TO DO:
A. Check each statement against the article on the museum's anniversary: (i) The museum opened in 1993. (ii) More than 3,000 people attended the tribute. (iii) Clinton and Wiesel honored 130 U.S. military veterans of World War II. Answer yes or no for each and quote the words that decide it.
B. In the article on the museum's anniversary, what share of the museum's guests came from outside the United States?

DOCUMENT TEXT:
****************

Clinton, Wiesel mark museum’s anniversary

Holocaust memorial opened 20 years ago

Former President Bill Clinton, right, and Elie Wiesel, founding chairman of the U.S. Holocaust Memorial Museum, attend a tribute ceremony Monday in Washington.
Mcclatchy-Tribune

WASHINGTON – Former President Bill Clinton and Nobel Peace laureate Elie Wiesel joined Holocaust survivors Monday to mark the U.S. Holocaust Memorial Museum’s two decades of preserving the memory of the millions of people who died at the hands of the Nazis.

Wiesel, himself a Holocaust survivor, and Clinton honored 834 survivors attending the event, along with 130 U.S. military veterans of World War II.

More than 2,000 people packed a temporary structure erected behind the red brick museum near the National Mall in Washington. The tribute began with the presentation of the flags of U.S. Army divisions that liberated Germany at the end of World War II.

Wiesel, who played an instrumental role in founding the museum, noted the advanced ages of the survivors and veterans and said it soon will be up to younger generations to carry their memory forward.

“Whatever we are trying to do here, you are now the flag-bearers. Our memory will have to live in yours,” Wiesel said.

The museum has been one of Washington’s most-visited sites since it opened in 1993. More than one-third of the museum’s more than 35 million visitors were schoolchildren, and 12 percent of guests were from outside the United States.

The museum stands only a few hundred yards from the White House, the Washington Monument and other landmarks that, Clinton said, represent democracy and U.S. values such as valor and strength, while the Holocaust Museum embodies the country’s conscience.

Clinton remembered the opening of the museum 20 years ago, with war raging in the Balkans as Yugoslavia broke apart, revisiting ethnic massacres on the European continent.

At the dedication ceremony, Wiesel took Clinton aside and told him in “very eloquent language” to “get off of my rear end and do something about Bosnia,” the former president recounted.

Soon afterward, Clinton sent an emissary to the region to explore peace talks.

Clinton pointed out that recent advances in genomics have shown that human beings are 99.5 percent the same genetically, yet people place too much emphasis on the 0.5 percent of differences, making humanity “vulnerable to the sickness that the Nazis gave to the Germans.”

****************

EXTRACTED MATERIAL:
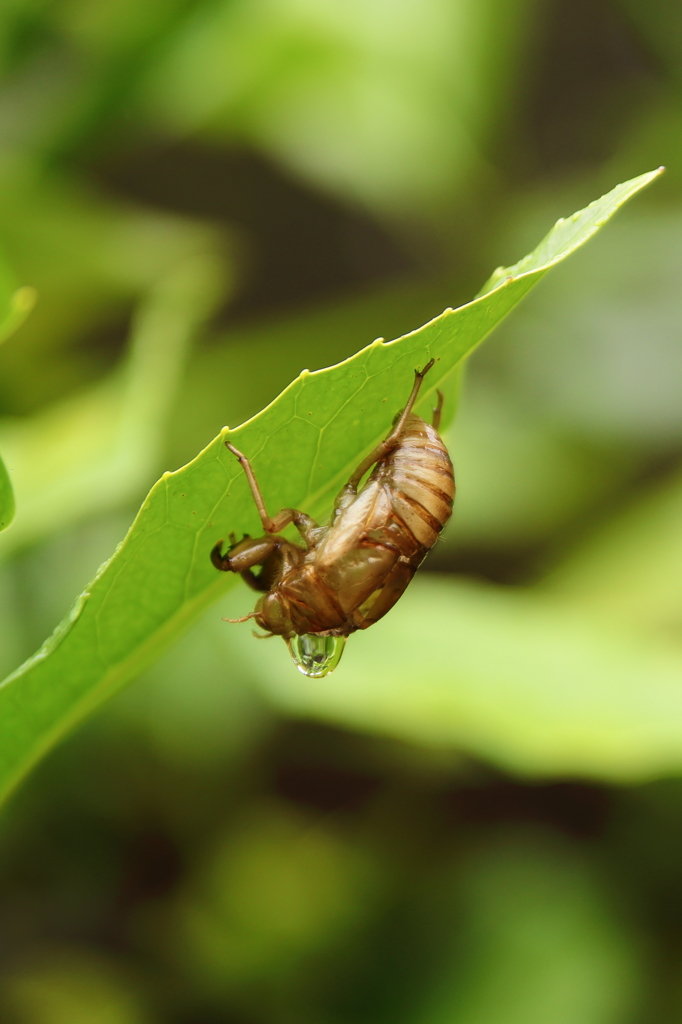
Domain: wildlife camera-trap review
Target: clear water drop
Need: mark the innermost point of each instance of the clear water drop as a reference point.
(315, 655)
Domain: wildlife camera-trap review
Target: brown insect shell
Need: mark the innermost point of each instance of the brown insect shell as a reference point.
(363, 562)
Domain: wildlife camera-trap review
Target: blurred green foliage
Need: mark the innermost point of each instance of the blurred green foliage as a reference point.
(281, 182)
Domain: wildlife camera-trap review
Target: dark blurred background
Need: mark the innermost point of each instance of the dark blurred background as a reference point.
(491, 834)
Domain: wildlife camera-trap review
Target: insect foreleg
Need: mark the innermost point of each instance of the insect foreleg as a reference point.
(245, 555)
(437, 411)
(303, 522)
(383, 448)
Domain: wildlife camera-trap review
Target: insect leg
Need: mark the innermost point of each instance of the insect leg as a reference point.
(437, 411)
(302, 521)
(389, 442)
(246, 554)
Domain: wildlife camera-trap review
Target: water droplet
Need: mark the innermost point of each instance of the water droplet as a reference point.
(315, 655)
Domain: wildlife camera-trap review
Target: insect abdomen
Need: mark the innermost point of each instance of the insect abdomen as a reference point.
(420, 474)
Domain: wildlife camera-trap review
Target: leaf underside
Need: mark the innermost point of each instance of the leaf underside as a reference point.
(302, 446)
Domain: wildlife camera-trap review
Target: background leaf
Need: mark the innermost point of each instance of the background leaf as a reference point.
(302, 445)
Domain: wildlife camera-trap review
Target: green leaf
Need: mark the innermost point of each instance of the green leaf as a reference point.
(15, 304)
(302, 445)
(525, 680)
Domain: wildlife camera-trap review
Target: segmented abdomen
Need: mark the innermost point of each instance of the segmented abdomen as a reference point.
(419, 473)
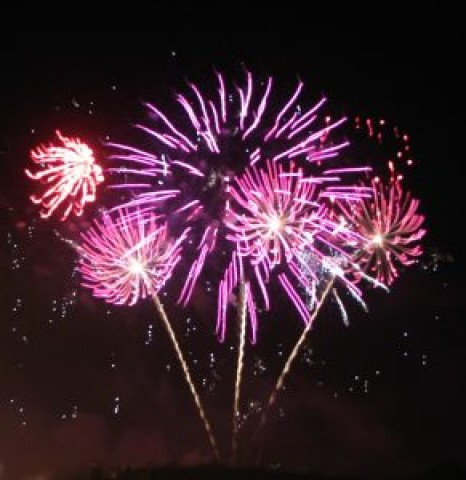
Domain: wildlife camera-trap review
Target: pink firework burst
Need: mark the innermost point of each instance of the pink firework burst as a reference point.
(127, 257)
(189, 175)
(390, 225)
(276, 215)
(68, 174)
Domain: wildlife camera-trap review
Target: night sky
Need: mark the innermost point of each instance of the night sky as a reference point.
(83, 383)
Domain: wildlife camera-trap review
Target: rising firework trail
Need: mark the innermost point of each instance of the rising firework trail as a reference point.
(242, 313)
(68, 175)
(127, 257)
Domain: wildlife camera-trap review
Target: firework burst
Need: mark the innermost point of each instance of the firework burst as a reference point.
(68, 174)
(390, 226)
(126, 257)
(276, 216)
(190, 177)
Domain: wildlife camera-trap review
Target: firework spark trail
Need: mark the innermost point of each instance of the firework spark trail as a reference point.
(242, 313)
(275, 215)
(187, 374)
(389, 229)
(69, 172)
(294, 352)
(128, 256)
(190, 177)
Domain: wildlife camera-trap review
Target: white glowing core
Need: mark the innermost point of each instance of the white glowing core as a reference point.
(135, 266)
(377, 240)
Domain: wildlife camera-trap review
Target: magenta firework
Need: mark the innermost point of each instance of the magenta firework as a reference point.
(127, 257)
(197, 165)
(390, 225)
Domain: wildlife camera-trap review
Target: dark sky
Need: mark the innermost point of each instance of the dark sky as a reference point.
(385, 395)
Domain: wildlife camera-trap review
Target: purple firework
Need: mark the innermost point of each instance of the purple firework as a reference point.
(189, 174)
(127, 257)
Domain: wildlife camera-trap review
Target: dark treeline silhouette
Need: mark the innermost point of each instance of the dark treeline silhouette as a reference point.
(445, 471)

****************

PER-TASK ANSWERS:
A.
(i) Yes: "since it opened in 1993."
(ii) No: "More than 2,000 people packed a temporary structure erected behind the red brick museum."
(iii) Yes: "along with 130 U.S. military veterans of World War II."

B. 12 percent.